What is needed:
Reproduce the part of the Ali Riley interview that begins at the words "TTQ – What are" and stops after "for Ali Riley?", keeping every word and punctuation mark unchanged.

TTQ – What is your opinion on the current state of poetry in Canada and do you think poetry is going through a kind of resurgence right now or are most in the literary world apathetic when it comes to poetry?
Ali Riley – I live in such isolation these days that I feel like I can’t even comment on the state of poetry in Canada, though there sure seems to be a lot of bickering, at least online. Nobody’s apathetic in those comment sections!
TTQ – What was your favourite poetry book that you have read in 2012 and why?
Ali Riley – One thing I read while writing 33 Million Solitudes that inspired me was Gabriel Dumont in Paris, by Jordan Zinovich. It’s a fantastic piece of assemblage. It didn’t come out in 2012, but I loved Eileen Myles’ Inferno: A Poet’s Novel. It was such an audacious approach to autobiography. Her book of essays The Importance of Being Iceland I also enjoyed. I’m reading more essays these days than poetry. Right now I’m reading The Real Real Thing: The Model in the Mirror of Art by Wendy Steiner. It relates to something I’m working on right now.
TTQ – Tell us about some of the plays you have written in the past and are most proud of. Will you be writing and producing more plays in the future?
Ali Riley – I think the plays I like the best are my Marquis de Sade Trilogy. I adapted Philosophy in the Bedroom for the Summerworks Festival one year, juxtaposing the characters in the original text with some 70’s teenagers dropping acid in a rec room. That piece started me on a trajectory that took me into some very unexpected and dark places. The second play in the series was Hole in My Heart the Size of My Heart and it was about a kind of Cindy Sherman type photographer that liked to take pictures of herself as a murder victim. This was in the mid-90s, the so-called “mayhem culture” was huge and serial killers were like Elvis, in terms of the ironic appreciation some people had. I wanted to comment on that. The photographer character visits a famous killer in prison and it becomes a kind of purging and epiphany for her. Greg Kramer played the Marquis de Sade as a ghostly commentator, gleefully rubbing his hands at what he sees as his children.
The final play was Schadenfreude Funhaus and in retrospect I have to say it was more of an installation than a play. I was so steeped in my own ideas about the subject at that point that no-one knew what I was talking about. The Toronto Star said that the meaning of the play was kept from the audience as if by an armed guard at Queen’s Park, or something like that. But Kate Taylor conceded that I had a poetic soul.
TTQ – What are the biggest differences between songwriting and writing poetry, and are you still playing music in a band?
Ali Riley – For me there’s not a huge difference between the two, except that songwriting is easier because you can push a so-so lyric over if you have a great tune. I recorded a song a couple of years ago, so at this rate I’ll have a CD by the 2020’s.
I seriously would love to play music again, though. I think I should get myself an autoharp. They seem to be the new ukulele.
TTQ – What’s next for Ali Riley?
Ali Riley – I am happy to be alive. I had a serious accident in June that put me in the hospital for two months. I am still off work and doing physiotherapy. The experience of going from being perfectly healthy to suddenly being a heavy consumer within the healthcare system is something I am still processing and sifting through.
It’s ironic because I was already writing a lot about the body. I’m in the early stages of working on a performance piece called, 7/8 Lifesize. It’s about the artist, the muse, self-invention, growing up in 70’s look-at-your-cervix-in-the-mirror feminism, and little girls as the ultimate drag queens.
Ali Riley reads from 33 Million Solitudes at the launch party at the Auburn Saloon on April 18, 2012 in Calgary, AB as part of the Calgary Spoken Word Festival.

Source material:
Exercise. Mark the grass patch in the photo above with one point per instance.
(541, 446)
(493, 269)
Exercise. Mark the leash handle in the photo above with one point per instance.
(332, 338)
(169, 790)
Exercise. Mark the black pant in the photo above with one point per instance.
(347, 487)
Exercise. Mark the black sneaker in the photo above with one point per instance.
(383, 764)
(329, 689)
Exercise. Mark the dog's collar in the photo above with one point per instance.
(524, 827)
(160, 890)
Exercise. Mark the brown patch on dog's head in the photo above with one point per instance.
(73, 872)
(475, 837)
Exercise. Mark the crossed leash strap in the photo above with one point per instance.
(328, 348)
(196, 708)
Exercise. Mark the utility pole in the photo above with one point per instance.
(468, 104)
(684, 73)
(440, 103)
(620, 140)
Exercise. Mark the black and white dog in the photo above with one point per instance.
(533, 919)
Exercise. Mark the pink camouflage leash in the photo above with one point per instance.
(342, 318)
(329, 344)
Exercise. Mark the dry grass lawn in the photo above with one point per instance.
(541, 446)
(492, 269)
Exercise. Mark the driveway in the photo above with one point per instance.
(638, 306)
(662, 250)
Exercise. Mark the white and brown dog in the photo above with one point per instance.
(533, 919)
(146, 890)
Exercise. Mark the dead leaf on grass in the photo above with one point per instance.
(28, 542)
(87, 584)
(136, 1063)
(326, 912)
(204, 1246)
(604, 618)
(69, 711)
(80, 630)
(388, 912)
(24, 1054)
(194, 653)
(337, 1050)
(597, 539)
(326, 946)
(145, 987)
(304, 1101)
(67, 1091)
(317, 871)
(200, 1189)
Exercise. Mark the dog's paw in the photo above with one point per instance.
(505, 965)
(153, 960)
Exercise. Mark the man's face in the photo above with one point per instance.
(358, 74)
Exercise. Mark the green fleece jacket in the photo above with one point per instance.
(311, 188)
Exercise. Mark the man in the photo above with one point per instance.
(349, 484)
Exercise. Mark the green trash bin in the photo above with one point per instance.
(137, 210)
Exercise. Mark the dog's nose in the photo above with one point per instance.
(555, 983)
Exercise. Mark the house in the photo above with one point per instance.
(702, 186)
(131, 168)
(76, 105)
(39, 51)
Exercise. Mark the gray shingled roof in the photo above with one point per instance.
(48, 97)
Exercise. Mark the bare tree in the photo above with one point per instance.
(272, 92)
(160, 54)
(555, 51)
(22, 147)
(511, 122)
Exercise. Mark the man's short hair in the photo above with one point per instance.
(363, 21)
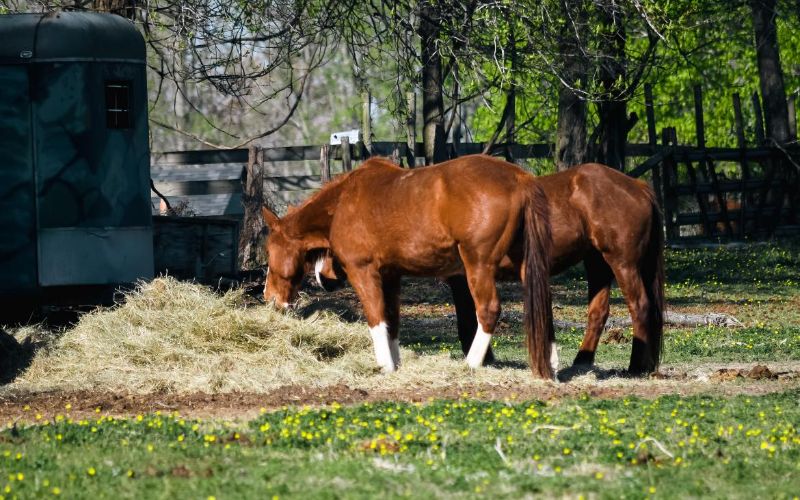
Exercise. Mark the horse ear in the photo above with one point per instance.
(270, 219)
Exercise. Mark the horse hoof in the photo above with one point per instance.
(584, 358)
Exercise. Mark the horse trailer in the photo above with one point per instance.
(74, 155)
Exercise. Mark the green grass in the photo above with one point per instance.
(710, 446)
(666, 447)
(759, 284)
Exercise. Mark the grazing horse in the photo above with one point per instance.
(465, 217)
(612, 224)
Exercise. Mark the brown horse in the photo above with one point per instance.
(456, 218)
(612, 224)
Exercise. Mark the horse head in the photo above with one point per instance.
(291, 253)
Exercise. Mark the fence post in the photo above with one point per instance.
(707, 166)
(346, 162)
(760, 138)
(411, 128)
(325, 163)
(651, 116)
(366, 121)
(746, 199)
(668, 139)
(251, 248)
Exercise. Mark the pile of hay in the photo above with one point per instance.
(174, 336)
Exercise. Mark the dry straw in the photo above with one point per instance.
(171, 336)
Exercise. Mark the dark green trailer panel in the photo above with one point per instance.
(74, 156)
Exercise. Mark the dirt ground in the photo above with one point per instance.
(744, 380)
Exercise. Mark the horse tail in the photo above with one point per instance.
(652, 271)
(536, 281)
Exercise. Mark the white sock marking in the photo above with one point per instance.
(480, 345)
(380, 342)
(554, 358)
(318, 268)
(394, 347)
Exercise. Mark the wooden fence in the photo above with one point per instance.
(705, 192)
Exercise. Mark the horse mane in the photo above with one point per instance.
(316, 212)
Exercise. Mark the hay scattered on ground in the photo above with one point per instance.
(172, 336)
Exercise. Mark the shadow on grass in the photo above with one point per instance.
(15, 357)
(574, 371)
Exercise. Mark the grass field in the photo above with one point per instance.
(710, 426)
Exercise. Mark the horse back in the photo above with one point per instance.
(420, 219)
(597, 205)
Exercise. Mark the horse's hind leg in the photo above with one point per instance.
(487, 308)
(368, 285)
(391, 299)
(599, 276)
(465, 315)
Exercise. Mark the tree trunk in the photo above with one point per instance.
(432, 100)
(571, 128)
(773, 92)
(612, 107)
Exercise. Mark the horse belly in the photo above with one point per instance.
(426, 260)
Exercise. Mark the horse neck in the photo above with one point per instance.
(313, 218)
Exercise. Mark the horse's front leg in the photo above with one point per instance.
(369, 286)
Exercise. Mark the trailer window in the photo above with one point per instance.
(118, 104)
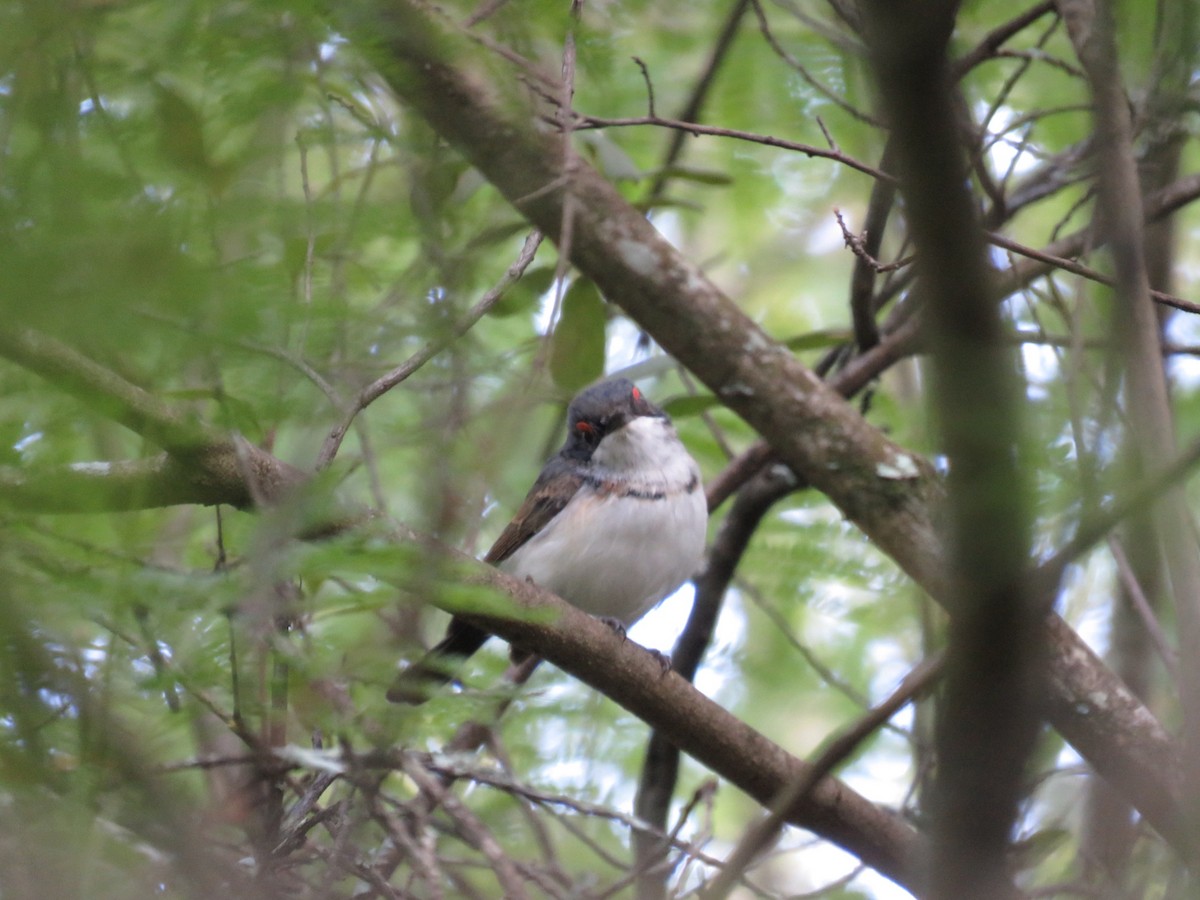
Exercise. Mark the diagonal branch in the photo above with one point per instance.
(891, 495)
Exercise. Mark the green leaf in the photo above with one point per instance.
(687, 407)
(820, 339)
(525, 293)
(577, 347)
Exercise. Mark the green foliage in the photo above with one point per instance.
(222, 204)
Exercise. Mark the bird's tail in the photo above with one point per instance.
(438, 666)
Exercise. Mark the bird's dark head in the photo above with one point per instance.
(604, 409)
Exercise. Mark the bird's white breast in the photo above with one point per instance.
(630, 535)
==
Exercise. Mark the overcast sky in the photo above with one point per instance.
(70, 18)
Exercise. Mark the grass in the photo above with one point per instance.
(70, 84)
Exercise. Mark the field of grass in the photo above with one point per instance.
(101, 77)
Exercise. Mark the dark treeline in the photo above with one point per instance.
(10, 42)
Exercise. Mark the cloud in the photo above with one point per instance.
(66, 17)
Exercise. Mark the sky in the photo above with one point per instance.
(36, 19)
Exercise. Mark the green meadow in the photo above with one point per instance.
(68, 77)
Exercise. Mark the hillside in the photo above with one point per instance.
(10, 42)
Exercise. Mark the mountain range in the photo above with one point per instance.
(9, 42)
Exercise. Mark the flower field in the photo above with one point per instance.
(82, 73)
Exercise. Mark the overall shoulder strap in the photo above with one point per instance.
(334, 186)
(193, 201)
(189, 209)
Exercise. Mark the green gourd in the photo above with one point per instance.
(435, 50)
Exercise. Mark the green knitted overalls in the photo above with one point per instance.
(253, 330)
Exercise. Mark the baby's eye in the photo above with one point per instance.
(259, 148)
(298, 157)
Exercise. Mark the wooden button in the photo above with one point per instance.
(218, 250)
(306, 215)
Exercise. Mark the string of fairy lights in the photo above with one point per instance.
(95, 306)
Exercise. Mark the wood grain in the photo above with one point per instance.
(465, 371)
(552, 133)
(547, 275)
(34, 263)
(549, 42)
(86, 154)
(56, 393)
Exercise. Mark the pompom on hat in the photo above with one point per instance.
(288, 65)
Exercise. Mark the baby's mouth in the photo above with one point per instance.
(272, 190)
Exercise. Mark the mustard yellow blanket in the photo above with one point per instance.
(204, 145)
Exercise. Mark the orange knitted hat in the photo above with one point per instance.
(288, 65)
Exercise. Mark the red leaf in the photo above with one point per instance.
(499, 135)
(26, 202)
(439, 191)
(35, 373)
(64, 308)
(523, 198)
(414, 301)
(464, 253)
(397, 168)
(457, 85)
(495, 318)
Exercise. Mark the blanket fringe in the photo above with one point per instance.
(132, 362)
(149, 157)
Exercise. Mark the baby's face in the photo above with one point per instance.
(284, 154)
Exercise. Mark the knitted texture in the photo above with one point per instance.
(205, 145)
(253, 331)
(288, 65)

Result for this exercise:
TTQ – What are the biggest differences between songwriting and writing poetry, and are you still playing music in a band?
Ali Riley – For me there’s not a huge difference between the two, except that songwriting is easier because you can push a so-so lyric over if you have a great tune. I recorded a song a couple of years ago, so at this rate I’ll have a CD by the 2020’s.
I seriously would love to play music again, though. I think I should get myself an autoharp. They seem to be the new ukulele.
TTQ – What’s next for Ali Riley?